**Work instruction:** The records that follow should be copied in full, exactly as they read.

(Items listed in a dataset)
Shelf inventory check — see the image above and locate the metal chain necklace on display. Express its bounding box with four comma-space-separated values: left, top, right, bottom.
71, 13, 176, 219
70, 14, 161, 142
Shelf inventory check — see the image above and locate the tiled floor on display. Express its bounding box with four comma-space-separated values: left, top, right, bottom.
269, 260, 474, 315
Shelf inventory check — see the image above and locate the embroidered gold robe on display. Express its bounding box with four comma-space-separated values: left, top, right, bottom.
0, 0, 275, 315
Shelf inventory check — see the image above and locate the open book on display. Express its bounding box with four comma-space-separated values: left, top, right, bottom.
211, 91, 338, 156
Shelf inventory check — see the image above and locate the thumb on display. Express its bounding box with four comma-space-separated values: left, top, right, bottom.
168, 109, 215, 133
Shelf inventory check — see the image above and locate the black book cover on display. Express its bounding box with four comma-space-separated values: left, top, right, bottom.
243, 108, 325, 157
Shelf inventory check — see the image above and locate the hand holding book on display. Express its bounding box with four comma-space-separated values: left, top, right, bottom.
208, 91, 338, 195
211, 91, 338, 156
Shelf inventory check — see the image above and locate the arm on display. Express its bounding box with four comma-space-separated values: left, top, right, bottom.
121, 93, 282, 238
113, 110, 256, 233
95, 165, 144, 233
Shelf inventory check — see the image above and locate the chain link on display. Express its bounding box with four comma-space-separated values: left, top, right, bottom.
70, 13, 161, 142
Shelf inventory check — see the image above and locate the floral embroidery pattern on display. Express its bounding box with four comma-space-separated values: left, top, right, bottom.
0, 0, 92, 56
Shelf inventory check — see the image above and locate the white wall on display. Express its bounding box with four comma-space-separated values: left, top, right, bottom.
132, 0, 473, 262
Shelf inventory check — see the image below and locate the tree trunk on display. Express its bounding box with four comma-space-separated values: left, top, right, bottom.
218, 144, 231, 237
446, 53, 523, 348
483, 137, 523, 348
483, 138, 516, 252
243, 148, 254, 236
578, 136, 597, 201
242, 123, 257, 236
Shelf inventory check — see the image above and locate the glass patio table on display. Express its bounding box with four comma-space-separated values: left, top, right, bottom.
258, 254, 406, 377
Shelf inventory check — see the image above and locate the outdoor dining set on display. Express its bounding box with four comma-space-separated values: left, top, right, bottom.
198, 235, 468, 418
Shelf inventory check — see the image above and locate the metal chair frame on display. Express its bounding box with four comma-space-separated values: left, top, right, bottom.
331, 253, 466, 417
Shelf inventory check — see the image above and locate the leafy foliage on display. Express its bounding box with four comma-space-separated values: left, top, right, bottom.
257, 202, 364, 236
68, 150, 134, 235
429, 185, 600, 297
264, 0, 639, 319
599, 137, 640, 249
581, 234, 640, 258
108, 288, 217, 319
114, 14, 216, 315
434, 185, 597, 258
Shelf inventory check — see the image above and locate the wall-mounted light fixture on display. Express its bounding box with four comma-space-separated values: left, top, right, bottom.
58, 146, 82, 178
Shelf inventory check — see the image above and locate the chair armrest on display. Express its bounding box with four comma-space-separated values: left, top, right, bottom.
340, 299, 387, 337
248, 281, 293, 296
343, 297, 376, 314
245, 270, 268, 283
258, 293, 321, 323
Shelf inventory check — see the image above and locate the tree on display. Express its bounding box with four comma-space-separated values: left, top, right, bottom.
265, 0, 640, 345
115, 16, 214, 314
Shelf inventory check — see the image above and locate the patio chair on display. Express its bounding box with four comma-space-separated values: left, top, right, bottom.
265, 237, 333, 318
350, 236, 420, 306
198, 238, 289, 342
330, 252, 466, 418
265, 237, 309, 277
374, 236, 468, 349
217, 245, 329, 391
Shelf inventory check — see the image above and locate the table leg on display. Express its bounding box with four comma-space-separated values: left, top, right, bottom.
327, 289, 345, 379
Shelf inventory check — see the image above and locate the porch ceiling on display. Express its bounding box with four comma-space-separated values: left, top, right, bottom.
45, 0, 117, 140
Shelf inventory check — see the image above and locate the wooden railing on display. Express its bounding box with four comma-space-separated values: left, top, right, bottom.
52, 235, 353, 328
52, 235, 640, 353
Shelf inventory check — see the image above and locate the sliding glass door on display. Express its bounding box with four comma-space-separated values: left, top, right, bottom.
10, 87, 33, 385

**Written solution:**
Shelf inventory check — see the image above and locate the metal chain necklace on display. Express its bounding box with four comma-space-separated values: left, top, right, bottom.
71, 13, 176, 219
70, 14, 161, 142
Shelf inventory check — see the image above and locate the tiled floor on display. Express its bounding box with four comma-space-separated values: left, top, right, bottom.
269, 260, 474, 315
Shelf inventory check — see the image above and locate the embroidered gold robe on display. Express its bounding box with four comma-space-separated values: left, top, right, bottom.
0, 0, 275, 315
Shelf inventory check — see the image above and locate the open book on display. Express its bounding box with four comma-space-separated values: left, top, right, bottom.
211, 91, 338, 156
Shelf inventory check — see the image above and locate the thumb on display. Express its bounding box with four comma-space-separated values: left, top, right, bottom.
168, 109, 215, 133
Shelf inventory check — see the image above and locate the black book cover on display. Express its bounding box with four comma-space-separated values: left, top, right, bottom.
243, 108, 325, 157
Shelf inventory check — see the image above and locate the hand holding book on display. Express its bounding box with four comma-space-separated values: left, top, right, bottom.
208, 91, 338, 195
211, 91, 338, 156
Shelf inventory check — see the image above and locate the arm on display. Express its bounding box with four comma-space-separated values: left, top, right, bottom.
121, 93, 282, 238
113, 110, 256, 233
95, 165, 144, 233
Shelf inventory check — see the image above and locate the chain link on display. Express its bounding box with four comma-space-separated values: left, top, right, bottom.
70, 13, 161, 142
Shelf inventory check — see the image above and locate the floral embroidery pattern on display. Express its bounding box with four comma-space-separated values: left, top, right, bottom.
0, 0, 92, 56
Shelf inventory check — see the image above and locate the white wall on display. Express its bounding box with four comma-space-separated values: left, top, right, bottom.
132, 0, 473, 262
Shelf inventory check — see the image below and locate the tree trunk on display. Express its bounding box with four comma-space-separated values: left, top, right, bottom.
218, 144, 231, 237
446, 53, 523, 348
483, 137, 523, 348
483, 138, 516, 252
243, 148, 254, 236
578, 136, 597, 201
242, 123, 257, 236
Shelf inventory check — see the image above and locate the glass patio table on display. Express its bounding box with four comma-space-separated values: left, top, right, bottom.
258, 254, 406, 377
Shelf inventory check — see the image above and locate the outdoor dining set on display. Express its bounding box with four comma-space-separated values: left, top, right, bottom.
198, 235, 468, 418
Shelf inventory check — see the image above and locate the metal chair frame on display. Express its bounding box with four comma-space-separated values: left, top, right, bottom.
331, 253, 466, 417
Shelf inventory check — see the image above and locate the leafy foliage on display. Express its bounding box with four comma-space-separated values: left, top, right, bottom.
257, 202, 364, 236
68, 150, 134, 235
429, 185, 600, 297
264, 0, 639, 319
599, 137, 640, 249
581, 234, 640, 258
108, 288, 217, 319
114, 14, 216, 315
434, 185, 597, 258
Shelf inventory check — see the image above and locate the wall-mounted light fixture on display. Express its bounding box with four comma-space-separated values: left, top, right, bottom.
58, 146, 82, 178
Shelf inventory check — see the image above and locate the chair armrest on display. Express its bounding box with four comma-space-separated values: left, top, right, bottom.
340, 299, 387, 337
248, 281, 293, 296
343, 297, 376, 314
245, 270, 268, 283
258, 293, 321, 323
Shelf inventory check — see the image above and locate the tree on display. Express its bounding box with four comma-space-separated values: left, top, right, bottom.
265, 0, 640, 345
115, 16, 214, 314
Shelf inventory check — see the image above and locate the patio chair on display. Express its bounding box with four comma-space-separated values: left, top, right, bottom.
265, 237, 333, 318
350, 236, 420, 306
198, 238, 289, 342
330, 252, 466, 418
265, 237, 309, 277
374, 236, 468, 349
217, 245, 329, 391
Shelf inventory check — see the image above and locate the table leg on display. Express its bounding box with four comma-space-separated values: left, top, right, bottom.
327, 289, 345, 379
Shelf inventory check — see the image above and locate the porch ceiling on display. Express its bounding box with four comma-space-separated values: left, top, right, bottom.
45, 0, 117, 140
Shelf inventory check — see the image above and locate the wooden railing on display. Express its bounding box with four comma-space-separated values: left, top, right, bottom.
52, 235, 353, 328
52, 235, 640, 353
Shelf inventory check — see the image above and locate the sliding glass door on display. Express its bounding box with four comma-space-separated values: left, top, right, bottom.
10, 87, 33, 385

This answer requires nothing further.